→ REQUIRED ACTION A:
Answer these questions from the passage on aging and CBD below, one per line:
(i) What percentage of seniors have at least two chronic diseases?
(ii) When was it discovered that the body produces endocannabinoids?
(iii) How does the body respond when CBD is taken?
→ REQUIRED ACTION B:
Translate this sentence from the passage on aging and CBD below into French: "When CBD is taken, it enhances the endocannabinoid system and the body responds by making more CB receptors."
→ REQUIRED ACTION C:
For each statement, say yes or no depending on whether the passage on aging and CBD below agrees with it, and quote the words that decide it.
(i) CBD produces a psychoactive "high."
(ii) Neurogenesis can improve learning and memory.
(iii) As we age, neural stem cells show increased proliferation.

→ SUPPLIED PASSAGE:
┌────────

Dr Michelle Weiner

More physicians are turning to naturopathic therapeutic options to treat their patients. Ninety two percent of seniors have at least one and 77% have at least two chronic diseases. Our bodies ability to maintain homeostasis as we age becomes more challenging especially when pharmaceuticals are added into the mix.  Through precise genetic mechanisms of cell fate determination, many different varieties of excitatory and inhibitory neurons are generated from different kinds of neural stem cells. The process of making new neurons, neurogenesis can improve learning and memory. As we age, the neural stem cells and their progenitors exhibit reduced proliferation and neuron production, which is thought to contribute to age-related cognitive impairment and reduced plasticity. In the early 1990s, it was discovered that our body produces endocannabinoids that activate our endocannabinoid regulatory systems which are similar in structure to phytocannabinoids from the Cannabis sativa, otherwise known as marijuana. These substances can induce neurogenesis.

Cannabidiol, CBD is one of the cannabinoids in Cannabis with enormous medicinal benefits without the psychoactivity or “high”.  When CBD is taken, it enhances the endocannabinoid system and the body responds by making more CB receptors. CBD is a neuroprotectant, antioxidant and anti-inflammatory that decreases oxidative stress, nitric oxide synthase, lipid peroxidation, free radicals and mitochondrial dysfunction. Examples of neurodegenerative diseases such as Alzheimer’s, Parkinson’s, ALS, MS which may stem from an autoimmune response.

└────────

→ DATASET:
┌────────

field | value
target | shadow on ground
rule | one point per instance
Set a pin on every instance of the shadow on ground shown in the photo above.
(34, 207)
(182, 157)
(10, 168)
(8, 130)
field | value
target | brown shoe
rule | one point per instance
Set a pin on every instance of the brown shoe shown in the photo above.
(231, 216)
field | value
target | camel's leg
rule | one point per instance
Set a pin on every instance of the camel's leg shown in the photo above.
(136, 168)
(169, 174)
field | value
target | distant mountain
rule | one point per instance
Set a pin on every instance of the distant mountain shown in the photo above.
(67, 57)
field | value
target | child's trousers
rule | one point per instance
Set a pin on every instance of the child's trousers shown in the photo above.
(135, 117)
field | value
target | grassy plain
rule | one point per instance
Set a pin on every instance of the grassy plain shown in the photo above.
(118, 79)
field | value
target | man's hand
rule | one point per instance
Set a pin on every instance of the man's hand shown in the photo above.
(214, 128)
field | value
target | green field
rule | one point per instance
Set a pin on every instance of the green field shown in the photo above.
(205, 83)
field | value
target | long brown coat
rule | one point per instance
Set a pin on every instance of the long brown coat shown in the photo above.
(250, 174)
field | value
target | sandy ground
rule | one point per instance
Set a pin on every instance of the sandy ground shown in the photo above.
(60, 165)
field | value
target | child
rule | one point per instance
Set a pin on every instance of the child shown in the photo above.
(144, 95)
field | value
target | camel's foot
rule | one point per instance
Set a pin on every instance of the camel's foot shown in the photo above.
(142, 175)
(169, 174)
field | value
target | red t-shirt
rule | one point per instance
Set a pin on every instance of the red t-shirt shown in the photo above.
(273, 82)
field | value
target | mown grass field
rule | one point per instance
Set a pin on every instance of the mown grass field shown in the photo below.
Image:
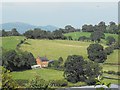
(53, 49)
(76, 35)
(46, 74)
(11, 42)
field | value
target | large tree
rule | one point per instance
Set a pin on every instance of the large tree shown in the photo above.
(77, 69)
(16, 61)
(96, 53)
(97, 36)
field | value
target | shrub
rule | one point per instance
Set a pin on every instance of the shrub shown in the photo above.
(35, 83)
(77, 69)
(7, 81)
(58, 83)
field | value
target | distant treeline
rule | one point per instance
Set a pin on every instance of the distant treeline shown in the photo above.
(37, 33)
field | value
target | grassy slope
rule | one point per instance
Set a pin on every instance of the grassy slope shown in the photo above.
(47, 74)
(11, 42)
(76, 35)
(53, 49)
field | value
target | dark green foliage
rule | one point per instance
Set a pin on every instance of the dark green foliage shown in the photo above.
(109, 50)
(60, 60)
(112, 28)
(96, 53)
(113, 72)
(77, 69)
(58, 83)
(7, 81)
(37, 84)
(14, 61)
(110, 40)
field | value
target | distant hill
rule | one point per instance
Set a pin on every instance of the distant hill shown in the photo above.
(22, 27)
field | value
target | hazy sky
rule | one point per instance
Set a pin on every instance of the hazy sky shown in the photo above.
(60, 13)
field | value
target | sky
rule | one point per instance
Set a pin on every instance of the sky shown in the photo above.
(59, 13)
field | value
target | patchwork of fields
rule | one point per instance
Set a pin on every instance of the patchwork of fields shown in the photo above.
(53, 49)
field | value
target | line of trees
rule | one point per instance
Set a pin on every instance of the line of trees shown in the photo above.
(17, 60)
(112, 28)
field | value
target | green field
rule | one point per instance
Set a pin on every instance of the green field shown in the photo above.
(46, 74)
(53, 49)
(76, 35)
(11, 42)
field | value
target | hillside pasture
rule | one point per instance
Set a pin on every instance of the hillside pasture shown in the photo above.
(11, 42)
(76, 35)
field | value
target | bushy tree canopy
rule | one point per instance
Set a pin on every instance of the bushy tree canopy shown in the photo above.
(77, 69)
(16, 61)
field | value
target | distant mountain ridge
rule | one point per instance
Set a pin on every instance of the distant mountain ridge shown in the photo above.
(22, 27)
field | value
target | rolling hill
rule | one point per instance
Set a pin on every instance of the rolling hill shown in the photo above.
(22, 27)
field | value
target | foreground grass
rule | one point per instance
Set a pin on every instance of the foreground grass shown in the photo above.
(46, 74)
(50, 74)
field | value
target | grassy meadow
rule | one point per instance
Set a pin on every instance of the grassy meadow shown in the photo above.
(76, 35)
(53, 49)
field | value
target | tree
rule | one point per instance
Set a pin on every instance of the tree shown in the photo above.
(102, 27)
(37, 83)
(4, 33)
(14, 61)
(96, 53)
(112, 28)
(77, 69)
(60, 60)
(70, 38)
(14, 32)
(110, 40)
(7, 81)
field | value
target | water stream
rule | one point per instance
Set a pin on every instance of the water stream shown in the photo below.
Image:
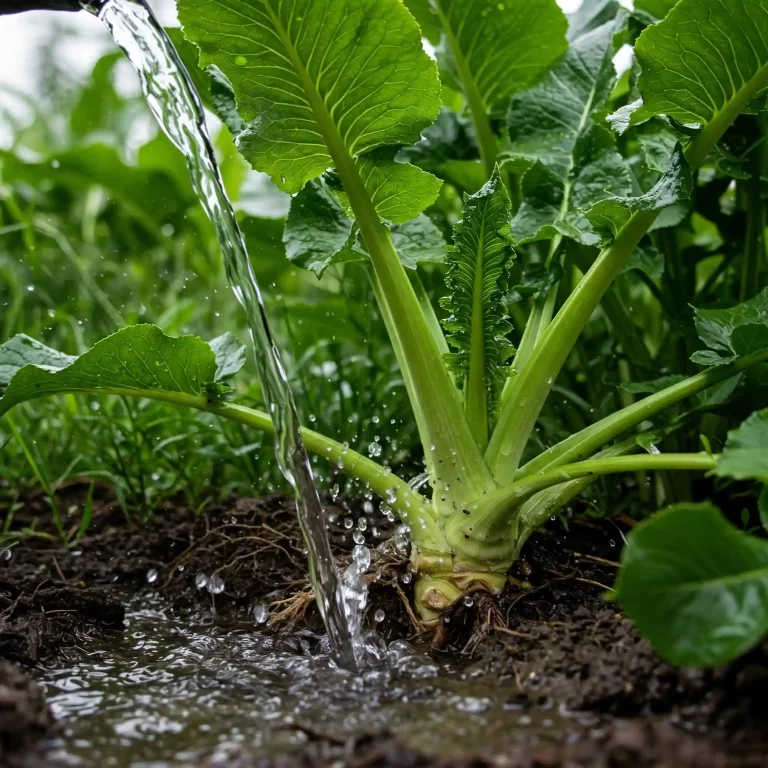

└────────

→ OUTPUT A:
(i) 77%
(ii) In the early 1990s
(iii) By making more CB receptors

→ OUTPUT B:
Lorsqu'on prend du CBD, il renforce le système endocannabinoïde et le corps réagit en fabriquant davantage de récepteurs CB.

→ OUTPUT C:
(i) No: "with enormous medicinal benefits without the psychoactivity or “high”"
(ii) Yes: "neurogenesis can improve learning and memory"
(iii) No: "exhibit reduced proliferation and neuron production"